Tuesday 22 July 2014

Book Note: How to Accept German Reparations.
The review below will be published in Human Rights Quarterly, Vol. 37, February 2015.  I have permission to post it on my blog and one reason I am doing so is because Slyomovics ends her book, as I end this review, by advocating reparations to Palestinians for land and property they have lost to the state of Israel.  As I write this (July 22, 2014), Israel is again attacking Gaza. I have just signed an open letter from Canadian academics to our own government criticizing its one-sided support of Israel.  I wish I had something new and worthwhile to contribute to the on-going debate about Israel/Palestine, but I don’t. I would love to see one federal state in which both parties could live in peace, side by side, but that isn’t going to happen, at least any time soon. 

Susan Slyomovics- Wiki Commons
Susan Slyomovics, How to Accept German Reparations, (Philadelphia, University of Pennsylvania Press, 2014), ISBN  978-0-8122-4606-3, 373 pp.
This is an extremely personal book. Susan Slyomovics, an anthropologist of the Middle East, reveals her own Jewish family’s reactions to German reparations in order to analyze the meaning of reparations in the overall context of mourning for the dead.
Full disclosure requires me to say that I may have been more interested in this book than other potential readers because my Jewish family’s story intersected with Slyomovics’. Slyomovics’ father may well have met members of my extended family. He was able to come to Canada with his wife in 1948 because the government agreed to permit 500 furriers to immigrate, and he had trained as a furrier in Leipzig before the war. While in Leipzig, he might have met my great-uncle and my step-grandfather, both of whom were furriers. And he might have eaten in the last restaurant open to Jews, owned by a member of my extended family (later murdered).
But one does not need to have such a personal reaction to profit from reading Slyomovics’ brilliant analysis of the meaning of reparations. This is a book informed by deep thought and theoretical speculation, especially on the meaning of money and its connection to emotional relationships. Slyomovics’ mother and grandmother survived the concentration camps, but they had very different attitudes to reparations. Her grandmother took everything she could get, while her mother refused “blood money” until the twenty-first century, when she decided to accept reparations for slave labor. But she made sure that as soon as reparations funds arrived in her bank account, the money went out again, donated to various Jewish causes. Her own contribution to post-Holocaust reparations consisted of witnessing, as a frequent speaker at Canadian high schools. In particular, she visited the high school in Eckville, Alberta where James Keegstra, a notorious Holocaust denier, had taught history, blaming every great European tragedy on the Jews.

## Goal
Answer these questions using the review:
(a) In which journal will the review be published?
(b) What allowed Slyomovics' father to immigrate to Canada in 1948?
(c) In the twenty-first century, what did Slyomovics' mother decide to accept reparations for?
The material that comes next is separate from the review.

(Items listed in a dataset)
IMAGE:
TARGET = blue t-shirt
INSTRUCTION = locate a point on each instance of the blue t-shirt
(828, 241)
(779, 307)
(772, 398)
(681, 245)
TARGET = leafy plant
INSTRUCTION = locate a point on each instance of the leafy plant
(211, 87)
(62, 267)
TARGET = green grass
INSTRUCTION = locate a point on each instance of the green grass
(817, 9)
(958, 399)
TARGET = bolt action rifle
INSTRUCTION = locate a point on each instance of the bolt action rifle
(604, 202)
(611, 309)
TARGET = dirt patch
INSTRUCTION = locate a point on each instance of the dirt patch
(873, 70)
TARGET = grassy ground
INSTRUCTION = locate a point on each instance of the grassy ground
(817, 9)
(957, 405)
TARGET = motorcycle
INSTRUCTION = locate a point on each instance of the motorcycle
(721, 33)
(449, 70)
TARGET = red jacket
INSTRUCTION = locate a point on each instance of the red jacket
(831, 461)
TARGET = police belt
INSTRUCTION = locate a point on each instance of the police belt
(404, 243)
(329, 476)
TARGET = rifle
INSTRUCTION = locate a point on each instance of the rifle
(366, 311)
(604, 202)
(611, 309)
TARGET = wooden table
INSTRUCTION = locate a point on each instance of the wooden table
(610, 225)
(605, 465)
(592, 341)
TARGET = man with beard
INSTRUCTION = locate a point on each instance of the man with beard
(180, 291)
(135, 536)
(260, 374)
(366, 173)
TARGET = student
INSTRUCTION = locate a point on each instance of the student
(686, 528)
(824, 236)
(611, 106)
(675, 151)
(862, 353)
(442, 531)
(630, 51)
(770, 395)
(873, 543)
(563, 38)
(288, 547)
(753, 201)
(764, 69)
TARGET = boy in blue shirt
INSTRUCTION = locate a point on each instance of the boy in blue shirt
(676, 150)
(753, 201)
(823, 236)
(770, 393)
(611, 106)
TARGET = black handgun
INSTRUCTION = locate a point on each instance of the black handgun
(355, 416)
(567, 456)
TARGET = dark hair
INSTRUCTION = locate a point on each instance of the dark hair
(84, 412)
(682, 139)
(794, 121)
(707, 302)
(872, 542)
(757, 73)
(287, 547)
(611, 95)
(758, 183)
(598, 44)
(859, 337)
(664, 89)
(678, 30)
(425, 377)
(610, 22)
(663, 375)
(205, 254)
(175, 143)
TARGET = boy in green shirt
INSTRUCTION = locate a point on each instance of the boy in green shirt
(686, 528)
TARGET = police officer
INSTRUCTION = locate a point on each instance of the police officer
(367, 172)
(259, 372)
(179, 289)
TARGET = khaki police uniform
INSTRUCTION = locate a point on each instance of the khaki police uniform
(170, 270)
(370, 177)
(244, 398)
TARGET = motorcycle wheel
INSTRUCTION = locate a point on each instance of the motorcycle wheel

## Answer to the problem
(a) Human Rights Quarterly, Vol. 37, February 2015.
(b) The Canadian government agreed to let 500 furriers immigrate, and he had trained as a furrier in Leipzig before the war.
(c) Slave labor.